• What needs to be done: Return the complete listing that follows, with each line reproduced exactly.

■ ■ ■

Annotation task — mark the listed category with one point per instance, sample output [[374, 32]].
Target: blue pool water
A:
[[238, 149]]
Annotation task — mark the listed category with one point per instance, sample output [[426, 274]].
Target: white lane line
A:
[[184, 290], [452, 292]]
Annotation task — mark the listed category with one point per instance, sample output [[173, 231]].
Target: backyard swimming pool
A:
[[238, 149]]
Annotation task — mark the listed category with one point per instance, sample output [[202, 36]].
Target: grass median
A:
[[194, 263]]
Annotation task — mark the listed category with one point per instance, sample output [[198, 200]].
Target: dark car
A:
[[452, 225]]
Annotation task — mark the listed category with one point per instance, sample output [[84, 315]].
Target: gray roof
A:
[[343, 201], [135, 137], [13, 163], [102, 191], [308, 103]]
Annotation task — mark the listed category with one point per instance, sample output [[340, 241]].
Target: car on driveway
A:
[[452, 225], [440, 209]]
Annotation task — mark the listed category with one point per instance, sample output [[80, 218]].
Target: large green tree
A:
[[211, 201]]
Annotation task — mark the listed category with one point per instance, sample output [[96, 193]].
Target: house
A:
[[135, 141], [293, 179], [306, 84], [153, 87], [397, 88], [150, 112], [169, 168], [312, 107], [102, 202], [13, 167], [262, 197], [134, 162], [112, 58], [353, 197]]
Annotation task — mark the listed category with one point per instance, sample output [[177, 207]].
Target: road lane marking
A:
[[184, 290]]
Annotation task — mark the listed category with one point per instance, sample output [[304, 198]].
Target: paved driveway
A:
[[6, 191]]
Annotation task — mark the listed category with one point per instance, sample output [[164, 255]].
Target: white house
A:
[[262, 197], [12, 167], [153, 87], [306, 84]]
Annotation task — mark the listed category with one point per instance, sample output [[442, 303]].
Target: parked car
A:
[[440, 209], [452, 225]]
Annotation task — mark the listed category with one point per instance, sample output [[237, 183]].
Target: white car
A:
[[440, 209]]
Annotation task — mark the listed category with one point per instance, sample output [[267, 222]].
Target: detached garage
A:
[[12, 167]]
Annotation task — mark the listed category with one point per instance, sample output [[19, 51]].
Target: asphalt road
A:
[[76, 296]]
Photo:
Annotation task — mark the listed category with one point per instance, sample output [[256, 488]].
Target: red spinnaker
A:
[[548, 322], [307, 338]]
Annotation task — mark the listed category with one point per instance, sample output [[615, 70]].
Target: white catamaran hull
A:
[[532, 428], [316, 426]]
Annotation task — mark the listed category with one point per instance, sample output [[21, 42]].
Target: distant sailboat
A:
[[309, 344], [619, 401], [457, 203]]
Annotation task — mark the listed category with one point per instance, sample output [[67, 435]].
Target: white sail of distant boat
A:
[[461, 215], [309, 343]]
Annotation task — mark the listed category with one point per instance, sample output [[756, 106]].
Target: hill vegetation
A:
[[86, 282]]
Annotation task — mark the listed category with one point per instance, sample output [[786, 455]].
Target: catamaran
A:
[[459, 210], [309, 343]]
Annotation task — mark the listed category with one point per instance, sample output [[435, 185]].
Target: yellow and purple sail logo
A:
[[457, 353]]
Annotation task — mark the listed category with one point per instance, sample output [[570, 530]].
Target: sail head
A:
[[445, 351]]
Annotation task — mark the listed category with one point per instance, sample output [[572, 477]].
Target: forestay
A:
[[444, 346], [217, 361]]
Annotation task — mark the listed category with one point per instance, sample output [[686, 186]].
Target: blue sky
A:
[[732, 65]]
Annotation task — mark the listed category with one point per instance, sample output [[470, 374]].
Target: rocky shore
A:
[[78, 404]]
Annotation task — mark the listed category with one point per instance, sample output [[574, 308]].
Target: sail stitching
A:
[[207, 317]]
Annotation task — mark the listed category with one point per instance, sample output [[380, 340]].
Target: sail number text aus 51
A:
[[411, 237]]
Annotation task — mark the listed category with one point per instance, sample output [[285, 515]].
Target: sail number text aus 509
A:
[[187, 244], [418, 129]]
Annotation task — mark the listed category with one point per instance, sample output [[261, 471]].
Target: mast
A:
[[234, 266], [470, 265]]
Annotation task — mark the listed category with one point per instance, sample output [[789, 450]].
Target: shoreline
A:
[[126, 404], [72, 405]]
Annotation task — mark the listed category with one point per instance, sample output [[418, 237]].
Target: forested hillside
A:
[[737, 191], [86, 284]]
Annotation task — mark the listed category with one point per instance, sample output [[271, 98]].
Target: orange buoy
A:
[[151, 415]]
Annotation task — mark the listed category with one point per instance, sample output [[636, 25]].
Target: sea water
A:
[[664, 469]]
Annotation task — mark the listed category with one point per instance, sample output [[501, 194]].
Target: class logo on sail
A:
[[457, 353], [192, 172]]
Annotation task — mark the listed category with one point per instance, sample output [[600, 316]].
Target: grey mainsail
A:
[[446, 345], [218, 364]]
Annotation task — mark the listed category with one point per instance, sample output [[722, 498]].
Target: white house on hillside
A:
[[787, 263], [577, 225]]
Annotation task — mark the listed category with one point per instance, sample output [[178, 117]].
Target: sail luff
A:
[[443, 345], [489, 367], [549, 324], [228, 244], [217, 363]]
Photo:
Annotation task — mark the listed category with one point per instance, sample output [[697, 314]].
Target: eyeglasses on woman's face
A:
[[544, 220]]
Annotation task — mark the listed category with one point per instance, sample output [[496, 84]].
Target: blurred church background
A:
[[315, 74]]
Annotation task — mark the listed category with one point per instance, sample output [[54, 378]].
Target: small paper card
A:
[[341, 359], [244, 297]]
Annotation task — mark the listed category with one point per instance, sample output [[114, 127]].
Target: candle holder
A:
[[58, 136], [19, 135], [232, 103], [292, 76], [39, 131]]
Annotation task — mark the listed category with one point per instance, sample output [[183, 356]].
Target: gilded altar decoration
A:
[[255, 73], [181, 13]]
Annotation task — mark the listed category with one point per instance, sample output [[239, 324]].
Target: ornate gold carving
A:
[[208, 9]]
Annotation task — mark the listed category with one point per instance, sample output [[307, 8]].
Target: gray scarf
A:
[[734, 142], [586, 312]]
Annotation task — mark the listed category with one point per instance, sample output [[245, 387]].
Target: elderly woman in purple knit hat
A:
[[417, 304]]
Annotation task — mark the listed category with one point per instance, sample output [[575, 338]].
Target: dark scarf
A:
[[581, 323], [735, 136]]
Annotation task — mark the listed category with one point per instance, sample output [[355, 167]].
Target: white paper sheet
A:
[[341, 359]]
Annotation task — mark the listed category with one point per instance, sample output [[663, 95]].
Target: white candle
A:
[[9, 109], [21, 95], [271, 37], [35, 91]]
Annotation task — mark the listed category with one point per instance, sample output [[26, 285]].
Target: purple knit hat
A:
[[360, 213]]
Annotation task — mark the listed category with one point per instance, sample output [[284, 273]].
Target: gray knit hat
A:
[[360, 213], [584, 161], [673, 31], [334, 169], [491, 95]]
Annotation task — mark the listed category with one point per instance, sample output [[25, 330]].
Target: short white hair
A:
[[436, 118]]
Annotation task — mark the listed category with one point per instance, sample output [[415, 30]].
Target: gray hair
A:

■ ■ ■

• Solved exercise:
Annotation task — mark the listed category with one point per instance, sample output [[374, 32]].
Target: blue pool water
A:
[[238, 149]]
Annotation task — mark the listed category with one point per instance, sample output [[426, 274]].
Target: white lane line
A:
[[184, 290], [452, 292]]
Annotation task — mark the listed category with one point per instance, sample output [[173, 231]].
Target: backyard swimming pool
A:
[[238, 149]]
Annotation task — mark the listed category with one point per instance, sample output [[202, 36]].
Target: grass median
A:
[[194, 263]]
Annotation task — mark the listed category with one point per instance, sample output [[198, 200]].
Target: dark car
A:
[[452, 225]]
Annotation task — mark the listed category with one point per instance, sample output [[84, 315]].
Target: gray roof
A:
[[343, 201], [135, 137], [13, 163], [102, 191], [308, 103]]
Annotation task — mark the listed category with one point per instance, sample output [[340, 241]].
Target: car on driveway
A:
[[452, 225], [440, 209]]
Annotation task — mark the listed category with one point per instance, sample output [[80, 218]].
Target: large green tree
A:
[[211, 201]]
Annotation task — mark the listed category with one point per instance, sample output [[96, 193]].
Target: house
A:
[[135, 141], [293, 179], [306, 84], [153, 87], [397, 88], [150, 112], [169, 168], [312, 107], [102, 202], [13, 167], [262, 197], [134, 162], [112, 58], [353, 197]]
Annotation task — mark the listed category with one point per instance, sample output [[177, 207]].
Target: road lane marking
A:
[[184, 290]]
Annotation task — mark the listed category with one point per instance, sample output [[304, 198]].
Target: paved driveway
A:
[[6, 191]]
Annotation task — mark the listed category with one point per instance, sample output [[164, 255]].
Target: white house
A:
[[262, 197], [12, 167], [153, 87], [306, 84]]
Annotation task — mark the listed category with one point per instance, sample output [[442, 303]].
Target: parked car
A:
[[440, 209], [452, 225]]
Annotation task — mark the listed category with one point per instance, sample output [[237, 183]].
Target: white car
A:
[[440, 209]]
Annotation task — mark the listed category with one point per instance, sample output [[267, 222]].
Target: detached garage
A:
[[12, 167]]
Annotation task — mark the listed category with one point per instance, sample output [[19, 51]].
Target: asphalt road
A:
[[76, 296]]
Photo:
Annotation task — mark the listed category with one point per instance, sample output [[256, 488]].
Target: red spinnaker
A:
[[548, 322], [307, 338]]
Annotation task — mark the listed category with one point per instance, sample output [[615, 70]].
Target: white catamaran hull
A:
[[532, 428], [316, 426]]
Annotation task — mark the listed category with one point per instance, sample output [[21, 42]].
Target: distant sailboat
A:
[[309, 344], [619, 401], [457, 203]]
Annotation task — mark the listed category with one point per instance, sample output [[67, 435]].
Target: white sail of distant boat
A:
[[461, 215], [309, 343]]
Annotation task — mark the listed category with one point per instance, sample output [[756, 106]].
Target: hill vegetation
A:
[[86, 282]]
Annotation task — mark the listed category with one point per instance, sample output [[786, 455]].
Target: catamaran
A:
[[459, 210], [309, 343]]
Annotation task — mark the listed category with one point per instance, sample output [[435, 185]].
Target: yellow and purple sail logo
A:
[[457, 353]]
Annotation task — mark the listed category with one point per instance, sample output [[570, 530]].
Target: sail head
A:
[[445, 351]]
Annotation task — mark the listed category with one point per instance, sample output [[572, 477]].
Target: forestay
A:
[[444, 346], [217, 361]]
Annotation task — mark the listed category with one point per instance, sample output [[686, 186]].
Target: blue sky
A:
[[732, 65]]
Annotation task — mark the listed category with one point per instance, sample output [[470, 374]].
Target: rocky shore
A:
[[78, 404]]
Annotation task — mark the listed category with one point per instance, sample output [[574, 308]].
Target: sail stitching
A:
[[207, 317]]
Annotation task — mark the listed category with one point per instance, sample output [[380, 340]].
Target: sail number text aus 51
A:
[[411, 237]]
Annotation task — mark the listed category with one point per instance, sample output [[285, 515]].
Target: sail number text aus 509
A:
[[187, 244], [418, 129]]
Annotation task — mark the listed category with one point per instance, sample output [[261, 471]].
Target: mast
A:
[[234, 266], [470, 265]]
Annotation task — mark the listed category with one point per instance, sample output [[789, 450]].
Target: shoreline
A:
[[126, 404], [72, 405]]
Annotation task — mark the listed category with one point per instance, sample output [[418, 237]].
Target: forested hillside
A:
[[737, 191], [86, 284]]
Annotation task — mark the listed category with one point per instance, sample output [[271, 98]].
Target: orange buoy
A:
[[151, 415]]
Annotation task — mark the listed category with one point per instance, sample output [[636, 25]].
Target: sea water
A:
[[664, 469]]
Annotation task — mark the listed category with one point per instance, sample output [[501, 194]].
Target: class logo on sail
A:
[[457, 353], [192, 172]]
Annotation task — mark the listed category with one point per instance, sample output [[600, 316]].
Target: grey mainsail
A:
[[446, 345], [218, 364]]
Annotation task — mark the listed category with one point per instance, sample output [[722, 498]].
Target: white house on hillside
A:
[[787, 263], [577, 225]]
Annotation task — mark the listed category with one point per instance, sample output [[178, 117]].
Target: sail luff
A:
[[443, 345], [489, 367], [549, 324], [228, 244], [217, 363]]
Photo:
Annotation task — mark the listed category with one point per instance, sample output [[697, 314]].
Target: eyeglasses on woman's face
A:
[[544, 220]]
Annotation task — mark the listed category with one point per instance, sample output [[496, 84]].
Target: blurred church background
A:
[[315, 74]]
Annotation task — mark the listed category with one point per instance, sample output [[54, 378]].
Target: small paper card
A:
[[341, 359], [244, 297]]
Annotation task — mark the listed category with one point per instance, sample output [[114, 127]].
Target: candle holder
A:
[[58, 136], [19, 135], [232, 103], [292, 76], [39, 131]]
Annotation task — mark the listed category with one point per instance, sample output [[183, 356]].
Target: gilded altar decoration
A:
[[255, 73], [181, 13]]
Annotation task — mark the listed category with one point per instance, sample output [[239, 324]].
Target: ornate gold carving
A:
[[208, 9]]
Annotation task — mark the listed category with one point per instance, sample output [[307, 8]].
Target: gray scarf
A:
[[734, 142], [586, 312]]
Annotation task — mark the listed category with one point per instance, sample output [[245, 387]].
Target: elderly woman in purple knit hat
A:
[[417, 304]]
Annotation task — mark the listed category with one point per instance, sample output [[575, 338]].
Target: dark scarf
A:
[[581, 323], [735, 136]]
Annotation task — mark the listed category with one point per instance, sample output [[355, 167]].
Target: white paper sheet
A:
[[341, 359]]
Annotation task — mark the listed category with one point per instance, sample output [[663, 95]].
Target: white candle
A:
[[9, 109], [21, 95], [271, 37], [35, 91]]
Annotation task — mark the listed category with one point per instance, sample output [[26, 285]].
Target: purple knit hat
A:
[[360, 213]]
Annotation task — mark the listed category with one point per instance, sample output [[284, 273]].
Target: gray knit hat
A:
[[360, 213], [584, 161], [673, 31], [334, 169], [491, 95]]
Annotation task — mark the listed category with one point per instance, sample output [[25, 330]].
Target: short white hair
A:
[[436, 118]]
Annotation task — mark the listed category with one point per instance, sample output [[415, 30]].
Target: gray hair
A:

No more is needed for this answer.